Directions: Which lines in the records below contain the word "gown"? Find each of them and copy it out in full.

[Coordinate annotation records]
○ ○ ○ ○ ○
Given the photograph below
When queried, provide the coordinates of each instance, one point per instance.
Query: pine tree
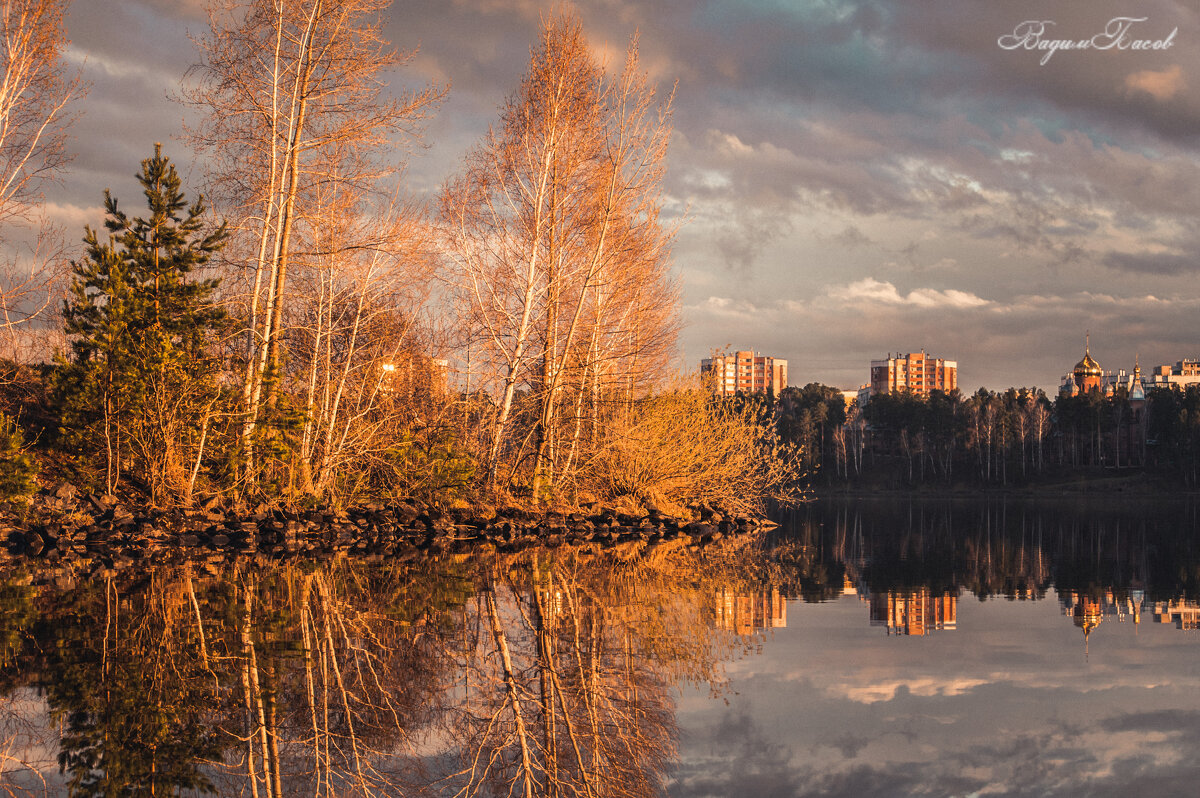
(137, 385)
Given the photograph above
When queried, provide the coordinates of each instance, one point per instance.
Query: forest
(1019, 437)
(298, 329)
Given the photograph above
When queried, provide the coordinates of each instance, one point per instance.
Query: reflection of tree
(124, 679)
(567, 694)
(545, 672)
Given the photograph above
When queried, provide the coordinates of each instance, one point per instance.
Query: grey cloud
(1177, 721)
(1153, 263)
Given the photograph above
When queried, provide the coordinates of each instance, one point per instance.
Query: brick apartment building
(915, 372)
(745, 372)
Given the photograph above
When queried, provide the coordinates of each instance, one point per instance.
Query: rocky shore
(87, 534)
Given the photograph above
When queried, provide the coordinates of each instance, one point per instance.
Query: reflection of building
(744, 372)
(1089, 611)
(1183, 613)
(915, 613)
(915, 372)
(745, 615)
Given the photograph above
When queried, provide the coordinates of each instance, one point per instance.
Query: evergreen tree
(137, 385)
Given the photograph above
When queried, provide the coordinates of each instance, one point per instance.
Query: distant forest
(1019, 437)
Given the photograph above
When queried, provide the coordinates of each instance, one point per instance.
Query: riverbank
(102, 534)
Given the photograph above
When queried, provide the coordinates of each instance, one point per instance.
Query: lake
(863, 648)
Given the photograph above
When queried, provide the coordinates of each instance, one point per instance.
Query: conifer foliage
(137, 387)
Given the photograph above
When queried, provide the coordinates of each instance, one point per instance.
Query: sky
(850, 178)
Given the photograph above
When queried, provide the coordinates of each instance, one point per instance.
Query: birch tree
(35, 94)
(559, 265)
(293, 96)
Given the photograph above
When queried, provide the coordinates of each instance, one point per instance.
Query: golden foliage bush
(684, 445)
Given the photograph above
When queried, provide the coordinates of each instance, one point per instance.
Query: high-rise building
(745, 372)
(915, 372)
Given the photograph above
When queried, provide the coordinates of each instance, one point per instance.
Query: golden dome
(1089, 367)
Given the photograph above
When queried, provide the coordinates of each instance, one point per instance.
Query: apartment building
(916, 372)
(745, 372)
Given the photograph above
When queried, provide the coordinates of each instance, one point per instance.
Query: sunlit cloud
(1161, 85)
(886, 293)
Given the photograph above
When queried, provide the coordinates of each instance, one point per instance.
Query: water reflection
(547, 672)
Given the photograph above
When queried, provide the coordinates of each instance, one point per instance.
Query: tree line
(304, 331)
(991, 438)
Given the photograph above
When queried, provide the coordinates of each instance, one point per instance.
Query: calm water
(871, 648)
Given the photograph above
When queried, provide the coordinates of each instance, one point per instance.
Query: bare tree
(559, 261)
(35, 93)
(294, 102)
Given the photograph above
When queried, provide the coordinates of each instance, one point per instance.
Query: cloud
(1153, 263)
(1161, 85)
(922, 687)
(870, 289)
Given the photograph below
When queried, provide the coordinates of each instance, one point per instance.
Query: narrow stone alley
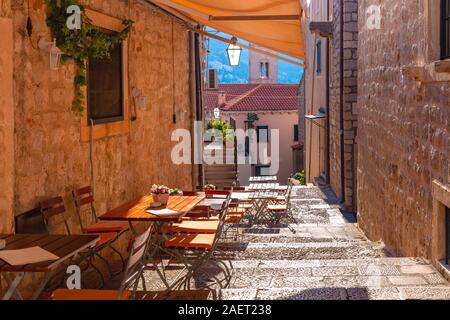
(327, 258)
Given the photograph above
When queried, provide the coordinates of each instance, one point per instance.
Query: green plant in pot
(80, 45)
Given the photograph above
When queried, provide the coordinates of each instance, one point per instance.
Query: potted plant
(160, 194)
(176, 192)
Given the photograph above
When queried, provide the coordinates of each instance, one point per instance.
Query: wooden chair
(84, 198)
(202, 248)
(130, 281)
(283, 208)
(54, 207)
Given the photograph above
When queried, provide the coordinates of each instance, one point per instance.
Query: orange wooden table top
(135, 210)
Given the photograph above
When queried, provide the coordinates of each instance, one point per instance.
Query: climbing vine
(79, 45)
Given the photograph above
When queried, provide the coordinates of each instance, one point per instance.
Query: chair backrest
(288, 195)
(234, 188)
(190, 193)
(30, 222)
(136, 262)
(51, 208)
(217, 193)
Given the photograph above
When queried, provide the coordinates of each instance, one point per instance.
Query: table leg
(12, 285)
(41, 287)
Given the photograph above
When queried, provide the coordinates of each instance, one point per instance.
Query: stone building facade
(6, 116)
(42, 151)
(343, 114)
(262, 68)
(404, 128)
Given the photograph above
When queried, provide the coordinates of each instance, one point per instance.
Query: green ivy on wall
(79, 45)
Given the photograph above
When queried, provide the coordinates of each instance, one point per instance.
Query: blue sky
(217, 59)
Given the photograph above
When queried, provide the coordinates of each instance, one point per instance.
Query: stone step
(387, 293)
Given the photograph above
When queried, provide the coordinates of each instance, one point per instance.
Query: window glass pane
(445, 29)
(319, 56)
(105, 103)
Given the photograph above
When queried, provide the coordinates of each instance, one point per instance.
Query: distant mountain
(218, 59)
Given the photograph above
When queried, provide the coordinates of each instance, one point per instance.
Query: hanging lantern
(234, 52)
(216, 113)
(55, 56)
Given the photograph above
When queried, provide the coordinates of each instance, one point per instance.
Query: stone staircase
(327, 258)
(220, 175)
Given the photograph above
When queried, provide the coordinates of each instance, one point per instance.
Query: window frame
(108, 129)
(445, 30)
(108, 119)
(258, 128)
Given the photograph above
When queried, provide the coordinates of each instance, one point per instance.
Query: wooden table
(263, 186)
(63, 246)
(263, 179)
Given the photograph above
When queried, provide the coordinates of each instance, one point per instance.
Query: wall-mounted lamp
(234, 52)
(54, 51)
(140, 99)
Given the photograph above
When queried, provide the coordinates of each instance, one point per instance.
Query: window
(264, 70)
(262, 134)
(319, 57)
(445, 29)
(105, 88)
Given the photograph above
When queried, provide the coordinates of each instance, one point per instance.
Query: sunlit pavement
(326, 258)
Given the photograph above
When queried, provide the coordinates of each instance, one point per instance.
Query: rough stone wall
(403, 131)
(51, 159)
(350, 90)
(6, 119)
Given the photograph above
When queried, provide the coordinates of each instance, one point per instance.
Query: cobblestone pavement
(326, 258)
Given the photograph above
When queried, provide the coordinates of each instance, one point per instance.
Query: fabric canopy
(272, 24)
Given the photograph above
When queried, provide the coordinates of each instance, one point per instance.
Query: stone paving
(327, 258)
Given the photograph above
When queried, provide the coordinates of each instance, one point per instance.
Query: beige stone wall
(50, 157)
(403, 129)
(6, 119)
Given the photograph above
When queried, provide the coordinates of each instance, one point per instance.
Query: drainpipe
(193, 98)
(341, 98)
(199, 100)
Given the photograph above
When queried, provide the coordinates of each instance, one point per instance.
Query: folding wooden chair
(282, 208)
(128, 287)
(55, 207)
(84, 199)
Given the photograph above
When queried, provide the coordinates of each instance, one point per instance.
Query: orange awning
(272, 24)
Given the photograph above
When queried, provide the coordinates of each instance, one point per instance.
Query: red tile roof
(254, 97)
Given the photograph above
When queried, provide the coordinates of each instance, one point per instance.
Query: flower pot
(161, 198)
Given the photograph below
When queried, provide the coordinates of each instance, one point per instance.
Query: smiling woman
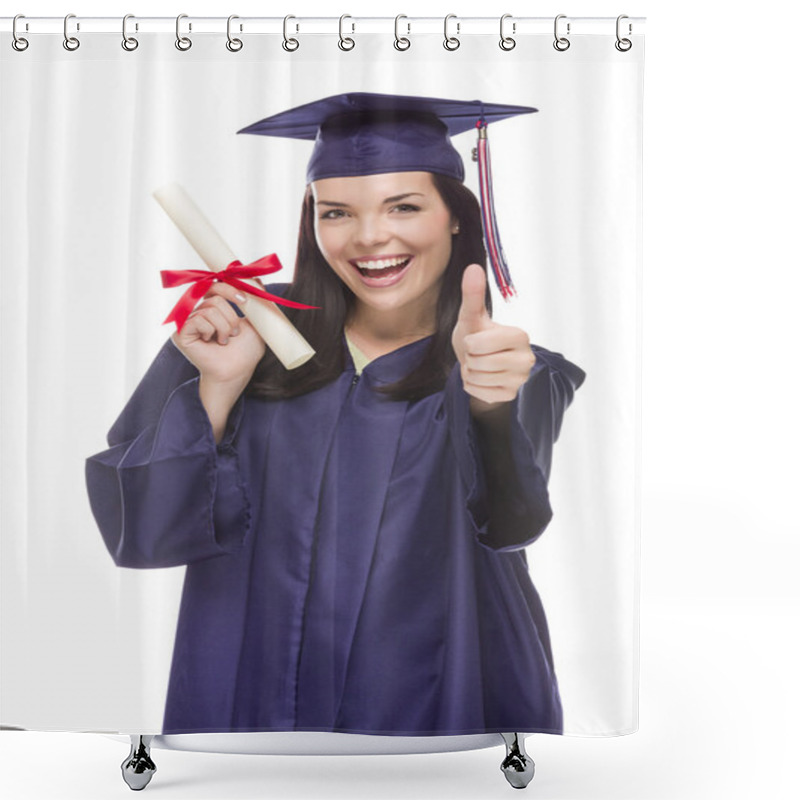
(354, 529)
(390, 253)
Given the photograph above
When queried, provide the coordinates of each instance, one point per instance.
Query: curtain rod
(463, 26)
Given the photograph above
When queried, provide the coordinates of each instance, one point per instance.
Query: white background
(720, 600)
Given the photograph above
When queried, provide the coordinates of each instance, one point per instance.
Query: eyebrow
(394, 199)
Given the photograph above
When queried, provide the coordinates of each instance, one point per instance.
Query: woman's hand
(495, 359)
(224, 347)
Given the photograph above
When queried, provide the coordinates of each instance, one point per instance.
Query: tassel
(491, 235)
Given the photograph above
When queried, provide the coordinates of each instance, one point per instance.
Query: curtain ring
(506, 42)
(401, 42)
(451, 42)
(18, 42)
(70, 42)
(234, 45)
(290, 45)
(561, 43)
(345, 42)
(129, 43)
(623, 45)
(182, 42)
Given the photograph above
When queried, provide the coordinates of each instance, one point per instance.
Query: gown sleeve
(516, 515)
(164, 493)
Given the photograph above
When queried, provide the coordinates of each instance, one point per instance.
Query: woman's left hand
(495, 359)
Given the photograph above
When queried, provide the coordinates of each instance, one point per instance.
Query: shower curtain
(92, 641)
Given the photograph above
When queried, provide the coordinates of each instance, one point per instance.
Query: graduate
(354, 529)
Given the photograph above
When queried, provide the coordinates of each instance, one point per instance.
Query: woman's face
(386, 236)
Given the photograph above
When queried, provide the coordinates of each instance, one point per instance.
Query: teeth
(383, 263)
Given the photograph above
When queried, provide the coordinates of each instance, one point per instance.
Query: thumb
(473, 314)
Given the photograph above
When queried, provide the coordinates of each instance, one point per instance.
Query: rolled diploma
(281, 336)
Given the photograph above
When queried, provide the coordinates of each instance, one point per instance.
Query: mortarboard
(360, 133)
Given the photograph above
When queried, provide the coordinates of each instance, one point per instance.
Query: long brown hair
(315, 283)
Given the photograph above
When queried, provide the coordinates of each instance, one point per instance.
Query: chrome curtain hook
(345, 42)
(623, 45)
(561, 43)
(506, 42)
(451, 42)
(129, 43)
(234, 45)
(182, 42)
(289, 44)
(401, 42)
(70, 42)
(18, 42)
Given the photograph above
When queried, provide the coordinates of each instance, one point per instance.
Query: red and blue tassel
(491, 235)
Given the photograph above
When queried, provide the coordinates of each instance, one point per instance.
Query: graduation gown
(343, 572)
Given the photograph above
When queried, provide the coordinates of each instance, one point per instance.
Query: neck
(377, 332)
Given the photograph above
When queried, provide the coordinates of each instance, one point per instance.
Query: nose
(372, 231)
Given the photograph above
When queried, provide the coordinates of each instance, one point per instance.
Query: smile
(382, 271)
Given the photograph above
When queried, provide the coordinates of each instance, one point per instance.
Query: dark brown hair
(316, 284)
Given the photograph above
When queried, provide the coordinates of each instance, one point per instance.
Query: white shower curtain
(88, 135)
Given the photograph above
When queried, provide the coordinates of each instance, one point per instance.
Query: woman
(353, 529)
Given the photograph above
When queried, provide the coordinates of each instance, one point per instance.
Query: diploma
(291, 349)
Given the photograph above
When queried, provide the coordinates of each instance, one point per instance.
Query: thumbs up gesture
(495, 359)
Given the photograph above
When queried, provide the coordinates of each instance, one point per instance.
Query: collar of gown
(392, 366)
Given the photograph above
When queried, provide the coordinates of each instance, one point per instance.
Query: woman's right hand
(224, 347)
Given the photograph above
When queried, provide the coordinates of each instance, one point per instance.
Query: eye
(334, 213)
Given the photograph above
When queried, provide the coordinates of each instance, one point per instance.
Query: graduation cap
(361, 133)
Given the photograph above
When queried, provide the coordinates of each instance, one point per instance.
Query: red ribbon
(232, 275)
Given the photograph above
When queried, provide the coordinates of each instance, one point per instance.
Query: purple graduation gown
(343, 573)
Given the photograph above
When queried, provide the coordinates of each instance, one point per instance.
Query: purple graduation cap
(360, 133)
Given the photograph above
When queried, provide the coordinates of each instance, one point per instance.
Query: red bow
(232, 274)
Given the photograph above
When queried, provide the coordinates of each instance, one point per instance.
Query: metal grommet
(129, 43)
(401, 42)
(561, 43)
(623, 45)
(290, 45)
(182, 42)
(70, 42)
(18, 42)
(234, 45)
(345, 42)
(506, 42)
(451, 42)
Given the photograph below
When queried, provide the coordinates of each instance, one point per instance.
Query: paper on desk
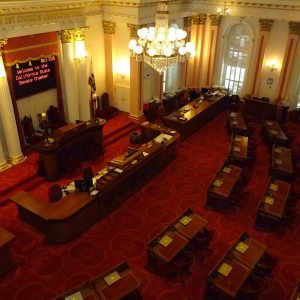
(225, 269)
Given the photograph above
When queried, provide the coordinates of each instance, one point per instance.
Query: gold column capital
(133, 28)
(199, 19)
(215, 20)
(109, 27)
(265, 24)
(79, 33)
(66, 36)
(188, 21)
(294, 28)
(3, 42)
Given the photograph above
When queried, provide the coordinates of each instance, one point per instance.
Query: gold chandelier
(161, 46)
(224, 11)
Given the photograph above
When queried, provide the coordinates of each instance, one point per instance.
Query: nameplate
(218, 182)
(277, 150)
(112, 278)
(225, 269)
(226, 170)
(75, 296)
(166, 241)
(269, 200)
(274, 187)
(241, 247)
(185, 220)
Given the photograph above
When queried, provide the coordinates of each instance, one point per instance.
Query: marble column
(9, 124)
(200, 22)
(82, 76)
(265, 28)
(66, 37)
(214, 27)
(136, 82)
(288, 60)
(109, 32)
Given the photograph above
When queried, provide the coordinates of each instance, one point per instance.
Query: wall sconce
(2, 70)
(122, 69)
(272, 66)
(80, 51)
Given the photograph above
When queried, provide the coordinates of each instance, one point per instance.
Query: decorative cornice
(294, 28)
(199, 19)
(188, 21)
(79, 33)
(109, 27)
(66, 36)
(133, 28)
(265, 24)
(215, 20)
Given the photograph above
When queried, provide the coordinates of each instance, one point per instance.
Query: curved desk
(65, 138)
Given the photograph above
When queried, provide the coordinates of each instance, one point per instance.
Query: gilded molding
(294, 28)
(3, 42)
(79, 33)
(265, 24)
(188, 21)
(199, 19)
(133, 28)
(109, 27)
(215, 20)
(66, 36)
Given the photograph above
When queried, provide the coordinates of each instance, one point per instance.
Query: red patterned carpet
(44, 270)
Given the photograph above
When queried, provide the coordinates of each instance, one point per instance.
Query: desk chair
(54, 193)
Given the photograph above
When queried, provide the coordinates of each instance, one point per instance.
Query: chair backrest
(105, 100)
(54, 193)
(27, 126)
(87, 173)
○ ○ ○ ○ ○
Answer:
Query: gown sleeve
Query: graduation gown
Query: collar of gown
Query: purple graduation gown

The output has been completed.